Document text
——

Epistemic risks under Knightian uncertainty
Engaging with Lara Buchak’s wonderful review of my 2021 book, Epistemic Risk and the Demands of Rationality, has made me think again of William James and his two maxims—Believe truth! Shun error! James’ central insight was that they pull in opposite directions, the first pushing us to believe more, in the hope that we hit upon some truths among those beliefs, the second pushing us to believe less in the fear that we hit upon some falsehoods by doing otherwise. As a result, if we are to act in accordance with them, we must specify the weight we give to each.
In the book, as well as in this earlier paper, I noted that there are at least two ways we might try to make James’ idea precise—indeed, the earlier paper was called ‘Jamesian Epistemology Formalized’. On the first, the weights we give to the two maxims are reflected in the way we value beliefs. For instance, if I give greater weight to Shun error! and less to Believe truth!, that might be reflected in the fact that I give moderate positive epistemic utility to believing a truth, but very substantial negative epistemic utility to believing a falsehood. On the second way of making James precise, the weights are reflected not in our values, but in the decision rule into which we feed our values in order to make our epistemic decisions, such as what to believe and what credences to assign. In this post, I’ll be particular interested in our choice of prior credences, and so I’m interested in how we pick these—though I’ll talk of posteriors at the end. When we are picking posteriors, we have some probabilities that we might think should guide us—namely, our priors—and so it might be natural to use a decision rule that takes as input credences as well as utilities (and possibly some other attitudes too); for instance, we might use expected utility theory. But when we are picking our priors, there are no probabilities around that should guide us—as I noted in this previous post, I don’t think there are evidential probabilities, which some take to govern our decision in this case. So, we need a decision rule that does not take probabilities as an input—it takes values, represented as utilities (and possibly other sorts of attitudes).

——

(Data items)
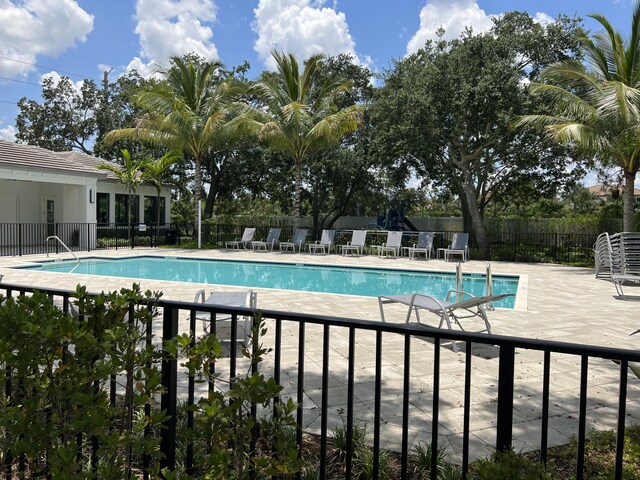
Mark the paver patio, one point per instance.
(554, 302)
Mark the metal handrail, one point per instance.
(55, 237)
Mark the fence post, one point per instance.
(506, 370)
(169, 398)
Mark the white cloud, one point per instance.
(35, 27)
(453, 16)
(301, 27)
(543, 19)
(8, 133)
(172, 27)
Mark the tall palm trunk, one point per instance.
(629, 200)
(298, 193)
(129, 215)
(198, 194)
(476, 217)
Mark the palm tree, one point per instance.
(130, 175)
(187, 113)
(157, 173)
(297, 114)
(597, 107)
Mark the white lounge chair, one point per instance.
(619, 279)
(424, 245)
(298, 239)
(358, 239)
(246, 298)
(391, 246)
(450, 312)
(459, 246)
(269, 243)
(325, 244)
(247, 237)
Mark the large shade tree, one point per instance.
(186, 113)
(597, 106)
(129, 173)
(297, 113)
(444, 114)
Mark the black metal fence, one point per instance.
(303, 332)
(30, 238)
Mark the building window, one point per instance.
(122, 208)
(102, 208)
(151, 212)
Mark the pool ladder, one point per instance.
(55, 237)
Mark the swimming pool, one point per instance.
(286, 276)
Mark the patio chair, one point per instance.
(424, 245)
(450, 312)
(269, 243)
(325, 244)
(247, 237)
(391, 246)
(459, 246)
(358, 238)
(245, 298)
(298, 239)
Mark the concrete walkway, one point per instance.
(554, 302)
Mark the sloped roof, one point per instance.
(29, 157)
(89, 161)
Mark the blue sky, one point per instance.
(82, 38)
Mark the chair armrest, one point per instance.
(457, 292)
(199, 298)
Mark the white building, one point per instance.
(39, 187)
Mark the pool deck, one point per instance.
(554, 302)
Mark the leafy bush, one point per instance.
(510, 466)
(59, 416)
(55, 409)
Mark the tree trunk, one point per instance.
(213, 189)
(157, 218)
(629, 201)
(197, 195)
(476, 217)
(298, 194)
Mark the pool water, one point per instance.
(286, 276)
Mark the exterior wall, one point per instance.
(113, 188)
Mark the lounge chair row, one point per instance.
(457, 306)
(392, 247)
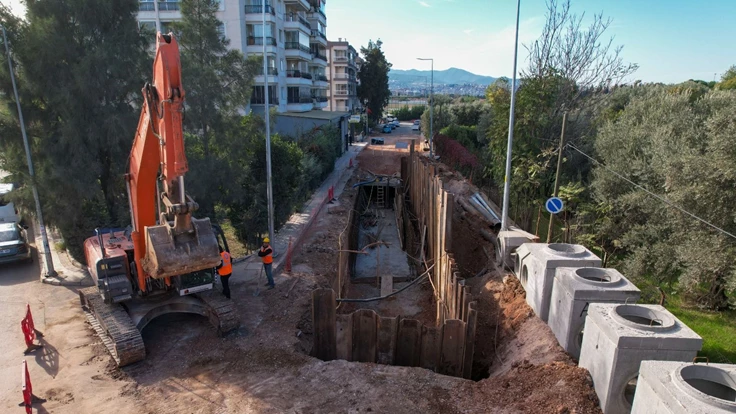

——

Task details
Copy word for word the portion of the epistemic risk text above that begins with the words containing "Epistemic risks under" and ends with "give to each.".

Output of the task
Epistemic risks under Knightian uncertainty
Engaging with Lara Buchak’s wonderful review of my 2021 book, Epistemic Risk and the Demands of Rationality, has made me think again of William James and his two maxims—Believe truth! Shun error! James’ central insight was that they pull in opposite directions, the first pushing us to believe more, in the hope that we hit upon some truths among those beliefs, the second pushing us to believe less in the fear that we hit upon some falsehoods by doing otherwise. As a result, if we are to act in accordance with them, we must specify the weight we give to each.